**What is asked:**
1. Translate the sentence "Lossless compression does not discard any information." from the computing text into Spanish.
2. Convert the lines of the records into a JSON list of strings, with one string for each line and blank lines left out.

··· Text segment ···

Issue 42: Unicode, computers go international

Unicode is an encoding format which is meant to support every language, ever. Most websites, apps, and interfaces support it today.

Issue 43: Images, a mosaic of 3 colours

Colour is stored as a combination of red, green, and blue. In a computer system, each

Issue 44: Image resolution

An image’s resolution describes its dimensions. Its pixel resolution gives an indication of its physical size (if printed or displayed on a screen), and thus its sharpness. A display with imperceptibly small pixels is often referred to as a Retina display (Apple’s branding) or as a high-PPI display; this requires at least 220 PPI nominally. For an image to be printed sharply, it needs at least 300 DPI.

Issue 45: Audio, a sampling of values

Humans can distinguish 120 dB of loudness, which means the loudest perceivable sound is a million times louder than the softest perceivable sound. CD audio provides 16 bits of information per sample, sufficient to provide 96 dB. Humans have a hearing range from 20 Hz to 20 kHz. CD audio is sampled at 44.1 kHz. Uncompressed audio thus requires 705,600 bits per second, or 86 KiB/s.

Issue 46: Lossy compression

Computers compress image and audio data through a process similar to summarising: it analyses the data using algorithms that use brightness and colour instead of RGB values for images, and different frequencies of sound rather than samples at different points in time for audio. These algorithms then discard parts of the information that human senses do not perceive easily, and reduce the resolution of other parts that human senses are not as sensitive to.

Issue 47: Lossless compression

Data cannot be compressed beyond its predictability limit (Shannon entropy) in a lossless fashion. Lossless compression does not discard any information. It generally tries to spot patterns in the data, and represent those patterns with fewer bits, through a combination of predictive coding, run-length encoding, and entropy coding.

Issue 48: Of containers and codecs

A video container can hold one or more audio, video, or text data streams. To encode or decode a data stream, you need to have the necessary codec installed[^1]. Most video runs at 25 or 30 fps, with high-quality video going up to 60 fps. You can use a program like MediaInfo to help you decipher the streams inside a video container file.

Issue 49: What is a File?

A file consists of data, preceded by a file header which describes the data. Software (including operating systems) detect the kind of data contained in a file by 1) glancing at the file extension, 2) looking at its declared MIME type (if any), and 3) checking the file header, in order of difficulty and accuracy.

··· Dataset ···

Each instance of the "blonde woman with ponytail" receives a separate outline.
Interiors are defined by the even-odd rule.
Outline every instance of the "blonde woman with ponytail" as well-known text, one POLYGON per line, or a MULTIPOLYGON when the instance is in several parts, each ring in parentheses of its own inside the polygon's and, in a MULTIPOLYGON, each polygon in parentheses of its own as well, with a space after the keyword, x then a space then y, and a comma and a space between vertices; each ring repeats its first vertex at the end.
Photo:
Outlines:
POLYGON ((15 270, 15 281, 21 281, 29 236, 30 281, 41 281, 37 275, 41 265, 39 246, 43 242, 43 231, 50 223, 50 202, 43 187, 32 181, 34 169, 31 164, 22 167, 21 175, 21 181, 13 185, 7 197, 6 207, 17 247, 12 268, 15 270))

···

**Written answers:**
1. La compresión sin pérdida no descarta ninguna información.

2.
[
  "Each instance of the \"blonde woman with ponytail\" receives a separate outline.",
  "Interiors are defined by the even-odd rule.",
  "Outline every instance of the \"blonde woman with ponytail\" as well-known text, one POLYGON per line, or a MULTIPOLYGON when the instance is in several parts, each ring in parentheses of its own inside the polygon's and, in a MULTIPOLYGON, each polygon in parentheses of its own as well, with a space after the keyword, x then a space then y, and a comma and a space between vertices; each ring repeats its first vertex at the end.",
  "Photo:",
  "Outlines:",
  "POLYGON ((15 270, 15 281, 21 281, 29 236, 30 281, 41 281, 37 275, 41 265, 39 246, 43 242, 43 231, 50 223, 50 202, 43 187, 32 181, 34 169, 31 164, 22 167, 21 175, 21 181, 13 185, 7 197, 6 207, 17 247, 12 268, 15 270))"
]